Instruction
Swap "bare tree" for "leafless tree" throughout the listing below, and reproduce every other line without change.

## start Input rows

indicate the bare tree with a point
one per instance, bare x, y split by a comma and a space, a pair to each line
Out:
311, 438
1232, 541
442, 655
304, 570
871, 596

## end Input rows

Task output
indicate the leafless tree with a point
one per instance, bare x, y split by a comma and a space, a pair to each line
Out:
311, 438
1232, 541
442, 655
304, 570
871, 596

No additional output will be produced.